▸ **Passage given**

# [Scene Recognition with Deep Learning](https://www.cc.gatech.edu/~hays/compvision/proj5/)
For this project we are going to focus on scene classification for 15 scene types with a state-of-the-art approach: deep learning. The task is also known as image classification. 

Basic learning objectives of this project:
1. Construct the fundamental pipeline for performing deep learning using PyTorch;
2. Understand the concepts behind different layers, optimizers, and learning schedules;
3. Experiment with different models and observe the performance.

The starter code is mostly initialized to 'placeholder' just so that the starter
code does not crash when run unmodified and you can get a preview of how
results are presented.

In [None]:
# flag to modify everything to run better on Colab; change it to true if you want to run on colab
use_colab = False 

## Part 0: Setup for Colab
You can skip this part if you are not running your notebook on Colab.

### Download Data

Download the data for training the network. It's exactly the same as that's been provided for you, but we'll fetch this from the cloud to keep uploads small

In [None]:
# uncomment for running on colab
# !wget "https://cc.gatech.edu/~hays/compvision/proj5/data.zip" -O data.zip && unzip -qq data.zip
# !rm ./data.zip

### Upload code and unit tests

Once you have finished your code, run `python ./zip_for_colab.py` and all the required files and tests will be written to `cv_proj5.zip`.

Click the folder icon on the left of the colab UI, and click on the upload button right below the "Files" heading. You should have done a similar process for Project 4.

Run the cell below once your upload completes to extract your uploaded files.

In [None]:
# uncomment for running on colab
# !unzip -qq cv_proj5.zip -d ./

### Preparation

We'll import the required functions and set up GPU computation.

Click on Runtime $\rightarrow$ Change Runtime Type, and select "GPU" under hardware accelerator.

In [None]:
import os

import torch

from proj5_code.runner import Trainer
from proj5_code.optimizer import get_optimizer
from proj5_code.simple_net import SimpleNet
from proj5_code.simple_net_final import SimpleNetFinal
from proj5_code.my_resnet import MyResNet18
from proj5_code.data_transforms import (get_fundamental_transforms,
                                        get_fundamental_normalization_transforms,
                                        get_fundamental_augmentation_transforms,
                                        get_all_transforms)

▸ **The request**
Retype everything in the scene recognition page from "### Preparation" down to "under hardware accelerator.", keeping every character as it stands.

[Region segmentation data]
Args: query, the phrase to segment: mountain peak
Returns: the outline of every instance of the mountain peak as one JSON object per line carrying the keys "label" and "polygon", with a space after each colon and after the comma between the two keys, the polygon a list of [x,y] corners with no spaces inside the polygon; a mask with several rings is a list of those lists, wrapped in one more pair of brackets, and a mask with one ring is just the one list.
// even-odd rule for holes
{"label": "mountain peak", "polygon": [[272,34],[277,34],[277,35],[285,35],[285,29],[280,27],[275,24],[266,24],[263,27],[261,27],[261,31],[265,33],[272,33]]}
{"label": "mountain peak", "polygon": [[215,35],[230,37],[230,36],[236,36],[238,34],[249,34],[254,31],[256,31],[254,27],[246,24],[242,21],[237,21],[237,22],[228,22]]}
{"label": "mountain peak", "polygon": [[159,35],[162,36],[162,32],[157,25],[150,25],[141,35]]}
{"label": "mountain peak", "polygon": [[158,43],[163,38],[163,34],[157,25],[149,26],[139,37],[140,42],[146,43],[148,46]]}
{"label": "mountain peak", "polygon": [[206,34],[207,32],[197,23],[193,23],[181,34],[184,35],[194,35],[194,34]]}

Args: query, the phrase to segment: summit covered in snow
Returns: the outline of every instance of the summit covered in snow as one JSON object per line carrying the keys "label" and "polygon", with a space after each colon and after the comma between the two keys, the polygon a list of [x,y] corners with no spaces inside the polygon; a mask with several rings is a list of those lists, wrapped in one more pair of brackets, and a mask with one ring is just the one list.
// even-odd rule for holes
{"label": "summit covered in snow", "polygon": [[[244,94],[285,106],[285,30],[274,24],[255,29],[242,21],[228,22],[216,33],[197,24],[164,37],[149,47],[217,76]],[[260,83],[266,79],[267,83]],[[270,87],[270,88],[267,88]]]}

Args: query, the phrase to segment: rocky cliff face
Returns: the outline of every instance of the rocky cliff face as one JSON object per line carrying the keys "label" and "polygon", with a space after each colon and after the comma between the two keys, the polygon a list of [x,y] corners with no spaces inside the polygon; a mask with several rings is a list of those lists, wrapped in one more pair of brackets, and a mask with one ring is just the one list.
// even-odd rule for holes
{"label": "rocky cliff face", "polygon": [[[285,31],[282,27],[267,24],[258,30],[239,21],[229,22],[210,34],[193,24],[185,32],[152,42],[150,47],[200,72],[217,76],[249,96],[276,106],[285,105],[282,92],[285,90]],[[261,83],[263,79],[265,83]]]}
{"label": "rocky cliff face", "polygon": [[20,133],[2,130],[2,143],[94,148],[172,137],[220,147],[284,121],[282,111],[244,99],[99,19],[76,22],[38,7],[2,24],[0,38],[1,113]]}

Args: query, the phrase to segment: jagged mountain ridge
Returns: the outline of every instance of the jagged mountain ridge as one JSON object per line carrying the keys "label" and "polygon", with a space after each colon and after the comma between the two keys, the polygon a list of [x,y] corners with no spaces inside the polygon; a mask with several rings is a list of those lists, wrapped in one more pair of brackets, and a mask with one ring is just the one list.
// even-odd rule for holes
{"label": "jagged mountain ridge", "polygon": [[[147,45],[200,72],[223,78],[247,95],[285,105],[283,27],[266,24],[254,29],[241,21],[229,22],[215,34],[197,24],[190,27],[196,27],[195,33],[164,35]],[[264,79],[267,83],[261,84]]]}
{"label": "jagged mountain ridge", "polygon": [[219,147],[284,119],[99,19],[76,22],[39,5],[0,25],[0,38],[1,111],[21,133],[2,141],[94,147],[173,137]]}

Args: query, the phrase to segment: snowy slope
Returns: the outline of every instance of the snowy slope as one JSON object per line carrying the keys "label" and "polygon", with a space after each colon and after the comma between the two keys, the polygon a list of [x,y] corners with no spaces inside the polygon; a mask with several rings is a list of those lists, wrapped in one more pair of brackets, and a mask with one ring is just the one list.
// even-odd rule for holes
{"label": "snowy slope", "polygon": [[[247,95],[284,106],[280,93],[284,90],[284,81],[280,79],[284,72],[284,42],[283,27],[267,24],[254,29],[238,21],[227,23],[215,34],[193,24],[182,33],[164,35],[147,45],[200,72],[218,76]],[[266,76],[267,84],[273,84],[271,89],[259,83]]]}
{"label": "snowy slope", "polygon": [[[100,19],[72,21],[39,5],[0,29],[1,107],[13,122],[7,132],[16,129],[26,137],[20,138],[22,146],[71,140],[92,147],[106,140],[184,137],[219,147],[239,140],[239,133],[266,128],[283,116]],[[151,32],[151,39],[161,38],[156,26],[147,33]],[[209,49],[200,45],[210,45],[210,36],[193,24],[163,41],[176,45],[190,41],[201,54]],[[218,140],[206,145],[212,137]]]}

▸ **Written solution**
### Preparation

We'll import the required functions and set up GPU computation.

Click on Runtime $\rightarrow$ Change Runtime Type, and select "GPU" under hardware accelerator.